Activity:
Retype all the data word for word.

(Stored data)
● ● ●

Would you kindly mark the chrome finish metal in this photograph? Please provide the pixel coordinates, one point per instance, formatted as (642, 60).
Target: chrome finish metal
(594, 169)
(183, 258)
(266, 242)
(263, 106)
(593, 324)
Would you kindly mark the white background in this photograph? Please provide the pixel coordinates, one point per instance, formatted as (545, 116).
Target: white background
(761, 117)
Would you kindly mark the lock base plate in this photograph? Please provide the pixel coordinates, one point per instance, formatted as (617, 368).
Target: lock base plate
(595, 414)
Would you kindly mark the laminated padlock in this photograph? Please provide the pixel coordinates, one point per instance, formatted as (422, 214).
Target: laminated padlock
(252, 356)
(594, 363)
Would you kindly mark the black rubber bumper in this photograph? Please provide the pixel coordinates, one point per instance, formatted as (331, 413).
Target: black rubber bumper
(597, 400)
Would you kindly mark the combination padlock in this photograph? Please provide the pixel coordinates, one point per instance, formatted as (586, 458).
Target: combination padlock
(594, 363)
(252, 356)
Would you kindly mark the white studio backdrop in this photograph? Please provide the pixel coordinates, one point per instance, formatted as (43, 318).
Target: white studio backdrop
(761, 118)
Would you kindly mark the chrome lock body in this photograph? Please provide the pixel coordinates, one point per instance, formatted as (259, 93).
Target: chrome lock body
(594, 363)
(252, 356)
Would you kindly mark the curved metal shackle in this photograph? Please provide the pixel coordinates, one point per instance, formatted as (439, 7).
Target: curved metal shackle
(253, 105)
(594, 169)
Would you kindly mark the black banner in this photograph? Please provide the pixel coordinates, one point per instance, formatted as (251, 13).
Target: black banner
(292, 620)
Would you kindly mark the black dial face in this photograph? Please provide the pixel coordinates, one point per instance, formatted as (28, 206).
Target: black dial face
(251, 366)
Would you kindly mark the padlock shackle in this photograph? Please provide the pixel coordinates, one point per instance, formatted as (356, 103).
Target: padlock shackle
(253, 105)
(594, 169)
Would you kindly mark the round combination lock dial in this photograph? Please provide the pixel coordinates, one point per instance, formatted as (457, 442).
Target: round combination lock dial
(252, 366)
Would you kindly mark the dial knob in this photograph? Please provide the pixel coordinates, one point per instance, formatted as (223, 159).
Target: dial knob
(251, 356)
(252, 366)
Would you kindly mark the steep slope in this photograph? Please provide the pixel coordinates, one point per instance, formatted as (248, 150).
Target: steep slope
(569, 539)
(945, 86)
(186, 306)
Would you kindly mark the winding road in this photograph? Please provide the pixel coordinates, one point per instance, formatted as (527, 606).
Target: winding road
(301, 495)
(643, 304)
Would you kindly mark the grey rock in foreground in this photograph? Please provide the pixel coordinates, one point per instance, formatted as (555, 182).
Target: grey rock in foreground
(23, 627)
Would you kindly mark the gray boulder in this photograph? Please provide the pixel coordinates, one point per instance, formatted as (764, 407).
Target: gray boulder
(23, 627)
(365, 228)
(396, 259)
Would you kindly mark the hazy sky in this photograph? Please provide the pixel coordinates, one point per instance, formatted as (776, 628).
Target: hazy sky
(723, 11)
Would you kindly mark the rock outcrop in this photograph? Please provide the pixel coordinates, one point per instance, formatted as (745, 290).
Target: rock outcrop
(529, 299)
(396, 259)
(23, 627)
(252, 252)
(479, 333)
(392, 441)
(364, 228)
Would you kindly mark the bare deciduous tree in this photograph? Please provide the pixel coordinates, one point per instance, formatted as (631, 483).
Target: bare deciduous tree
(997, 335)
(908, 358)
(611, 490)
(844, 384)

● ● ●

Task answer:
Would you kindly mark the chrome finish metal in this photograph? Please provide the pixel coordinates, one point per instance, formatted as (642, 60).
Target: chrome finish metal
(594, 169)
(183, 258)
(266, 242)
(263, 106)
(593, 324)
Would you kindly mark the white background in this photograph? Please provide the pixel coordinates, one point per instance, formatted as (545, 116).
Target: white background
(761, 117)
Would you kindly mark the lock base plate in this photograph? Please provide the pixel coordinates, one point per instance, formatted as (617, 368).
Target: lock base plate
(595, 414)
Would you kindly mark the laminated padlock in this photograph? Please provide the pixel coordinates, one point per instance, formatted as (422, 214).
Target: laminated padlock
(252, 356)
(594, 363)
Would you kindly mark the black rubber bumper in this photograph? Please provide the pixel coordinates, one point per instance, formatted as (331, 413).
Target: black rubber bumper
(597, 400)
Would you kindly mark the combination padlock in this photograph? Please provide the pixel coordinates, one point per instance, formatted as (586, 458).
Target: combination padlock
(594, 363)
(252, 356)
Would you kindly mark the white studio backdrop in this photograph? Please provide the pixel coordinates, one point per instance, formatted as (43, 318).
Target: white studio backdrop
(761, 118)
Would you kindly mark the chrome lock body in this photograph? Please provide the pixel coordinates, one point per instance, formatted as (259, 93).
Target: chrome lock body
(594, 363)
(252, 356)
Would you kindly mark the curved metal shackle in this photograph? Please provide the pixel coordinates, one point per instance, formatted as (439, 7).
Target: curved metal shackle
(253, 105)
(594, 169)
Would you kindly mark the black banner in this photograph? Please provide the pixel coordinates, one point per instance, formatted as (251, 13).
Target: black banner
(292, 620)
Would you kindly mark the black dial face in this photograph? Please provide the pixel coordinates, one point per instance, formatted as (28, 206).
Target: black dial face
(251, 366)
Would you kindly mark the padlock shackle in this photograph? Please provide the pixel coordinates, one point per instance, formatted as (356, 103).
Target: padlock shackle
(253, 105)
(594, 169)
Would you kindly mark the round combination lock dial in this photograph? Please provide the pixel coordinates, one point per instance, formatted as (457, 442).
Target: round combination lock dial
(252, 366)
Would you kindly mark the dial knob in this photograph? Please provide the pixel coordinates, one point per instance, formatted as (223, 159).
Target: dial knob
(251, 356)
(252, 366)
Would you kindly mark the steep slope in this photograph? Please provide the pixel coordinates, one point per instance, formatted as (248, 150).
Target: steep slope
(569, 539)
(945, 86)
(186, 306)
Would you kindly mark the winding road in this photograph? Please provide the pixel coordinates, one point per instance, formatted as (527, 606).
Target: winding road
(301, 495)
(643, 304)
Would you kindly mark the grey rock in foreground in this photograph? Please provide the pixel coordinates, one point per instance, formatted as (555, 182).
Target: grey rock in foreground
(23, 627)
Would you kindly mark the gray boulder in this photograph? Please provide the pixel coordinates, one point per instance, formatted as (764, 407).
Target: gray boulder
(23, 627)
(365, 228)
(396, 259)
Would you kindly mark the hazy sky in this photograph? Please provide the pixel coordinates, one point per instance, formatted as (776, 628).
Target: hazy sky
(723, 11)
Would you kindly mark the rock outcrop in this photograph? Please provide the pixel coordinates, one point per instance, formatted as (745, 290).
Target: rock outcrop
(529, 299)
(396, 259)
(23, 627)
(252, 252)
(479, 333)
(392, 441)
(364, 228)
Would you kindly mark the bare deciduous tree in this photograph? Please provide the pixel coordinates, one point per instance, formatted as (631, 483).
Target: bare deciduous tree
(997, 335)
(908, 358)
(611, 490)
(844, 384)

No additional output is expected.